Segment Start: Document text

SINGAPORE: The Ministry of Manpower (MOM) has issued 129 stop-work orders to workplaces that were found to neglect safe distancing measures.
MOM has conducted more than 850 workplace inspections since Mar 23. Aside from the stop-work orders, it has also served 260 remedial orders, the ministry said in response to CNA’s queries on Thursday (Apr 2).
More than half of the orders served included improving work from home arrangements, it said.
READ: Dormitory operators required to adopt additional measures to minimise risk of COVID-19 transmission: MOM
Stop-work orders require companies to cease operations until they rectify their processes. Under remedial orders, workplaces must take corrective action but are allowed to continue their activities.
According to Singapore’s Workplace Safety and Health Act, the penalties for not complying with a stop-work order are a maximum fine of S$500,000 and an additional fine of S$20,000 for each day of the continued offence. Failure to comply may also result in a jail sentence of up to 12 months.
Those who ignore a remedial order face a fine of up to S$50,000 and S$5,000 for each day of continued offence and/or a maximum of 12 months’ imprisonment.
Office inspections focused on whether employers implemented work from home arrangements – when employees were still working in offices, even though they could perform their duties and access corporate systems and information from home, MOM said.
“In such instances, we have issued a remedial order to the company to get their staff to work from home, as far as reasonably practicable,” the ministry said.
Besides offices, MOM said it also inspected factories and construction sites to ensure there were measures in place to protect workers unable to work from home.

Segment End: Document text

### Task to carry out
Extend the news report on MOM's workplace inspections past its last sentence, keeping the same style and tone.

Segment Start: Data extracts

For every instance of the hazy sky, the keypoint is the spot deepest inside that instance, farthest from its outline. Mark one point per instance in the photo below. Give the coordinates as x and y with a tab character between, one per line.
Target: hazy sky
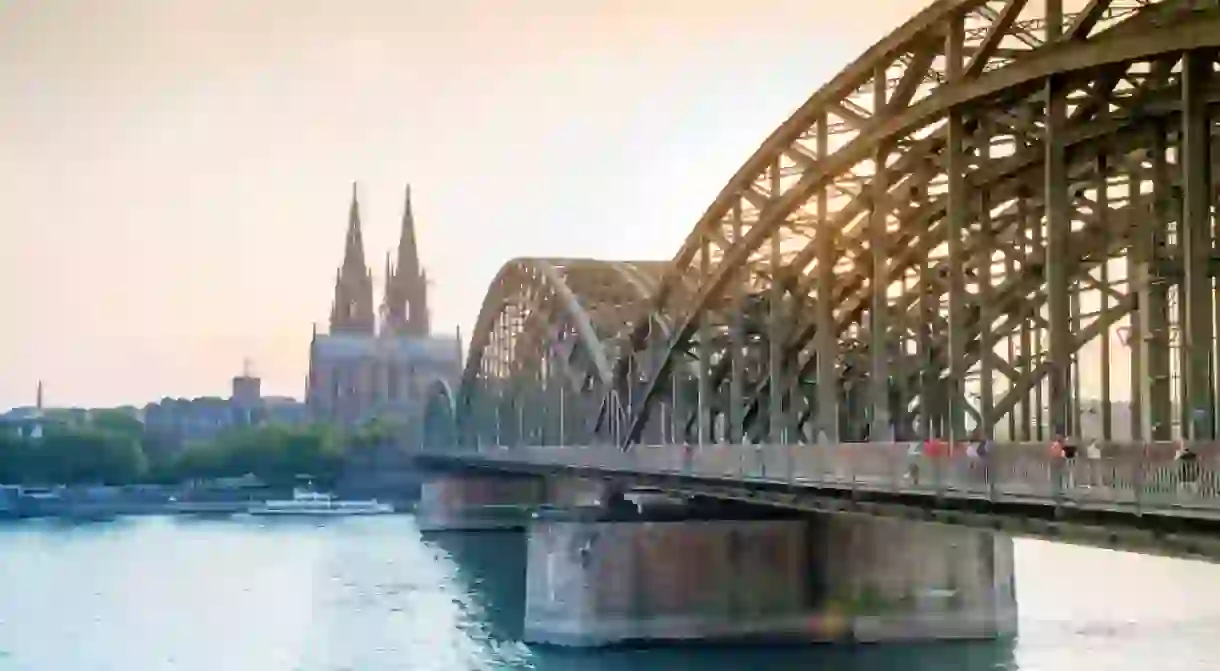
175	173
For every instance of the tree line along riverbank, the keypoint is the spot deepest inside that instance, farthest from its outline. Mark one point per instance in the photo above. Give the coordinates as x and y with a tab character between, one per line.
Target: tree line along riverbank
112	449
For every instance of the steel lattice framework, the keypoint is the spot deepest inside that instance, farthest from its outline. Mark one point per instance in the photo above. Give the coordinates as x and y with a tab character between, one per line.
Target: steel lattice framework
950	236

Segment End: Data extracts
Segment Start: Data extracts

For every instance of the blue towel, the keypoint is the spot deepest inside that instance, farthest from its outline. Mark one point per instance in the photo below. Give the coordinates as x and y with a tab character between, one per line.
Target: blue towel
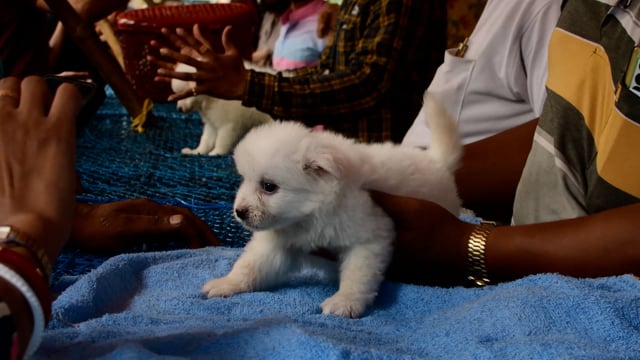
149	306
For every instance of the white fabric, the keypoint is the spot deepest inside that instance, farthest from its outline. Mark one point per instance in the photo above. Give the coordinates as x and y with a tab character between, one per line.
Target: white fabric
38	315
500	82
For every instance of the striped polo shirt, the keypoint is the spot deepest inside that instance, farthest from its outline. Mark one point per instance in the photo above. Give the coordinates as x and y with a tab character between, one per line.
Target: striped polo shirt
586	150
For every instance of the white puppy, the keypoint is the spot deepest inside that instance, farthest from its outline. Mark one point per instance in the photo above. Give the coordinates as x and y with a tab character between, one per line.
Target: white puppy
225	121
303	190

Segment End: Data extracts
Segment Start: Data extracts

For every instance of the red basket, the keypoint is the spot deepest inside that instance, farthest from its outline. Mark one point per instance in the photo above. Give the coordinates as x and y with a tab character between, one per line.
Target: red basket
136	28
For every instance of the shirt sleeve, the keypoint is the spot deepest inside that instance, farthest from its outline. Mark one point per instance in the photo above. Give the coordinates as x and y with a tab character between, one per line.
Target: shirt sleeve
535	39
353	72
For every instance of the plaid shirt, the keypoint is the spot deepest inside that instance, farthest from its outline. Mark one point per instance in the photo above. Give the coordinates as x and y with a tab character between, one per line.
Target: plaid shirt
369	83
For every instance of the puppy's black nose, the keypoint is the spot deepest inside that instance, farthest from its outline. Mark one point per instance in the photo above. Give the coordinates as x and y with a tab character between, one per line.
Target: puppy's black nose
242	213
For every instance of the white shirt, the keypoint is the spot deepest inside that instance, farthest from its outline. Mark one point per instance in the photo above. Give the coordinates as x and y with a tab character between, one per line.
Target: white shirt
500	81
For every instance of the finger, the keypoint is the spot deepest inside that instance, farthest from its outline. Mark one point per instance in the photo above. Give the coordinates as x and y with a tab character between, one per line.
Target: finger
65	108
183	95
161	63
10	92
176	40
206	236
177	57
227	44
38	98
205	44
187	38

Segment End: Data extracts

### Final answer
Employers who do not make facilities available for members of staff to work from home where reasonably practicable, could be jailed or fined, according to an addition to the Infectious Diseases Act published in the Government Gazette on Wednesday (Apr 1).
READ: COVID-19: Jail, fines for employers who do not allow employees to work from home where possible
The flexible work arrangements are aimed at curbing the spread of COVID-19 in Singapore.
This message was highlighted previously on Tuesday by Manpower Minister Josephine Teo, who pointed out that companies that do not allow telecommuting wherever possible might face stop-work orders or other penalties.
MOM plans to have more than 100 enforcement officers conduct checks on companies, she added.
READ: COVID-19: Firms that do not allow telecommuting where ‘reasonably practicable’ may be issued stop-work order, says Josephine Teo
The Government will take a measured approach to enforcing the penalties by first looking at the firm’s specific circumstances, said Mrs Teo.
“If the company is really not taking it seriously at all, then we have no choice and will not hesitate to issue a stop-work order,” she said, adding that the duration of such an order would depend on factors such as the severity of the case.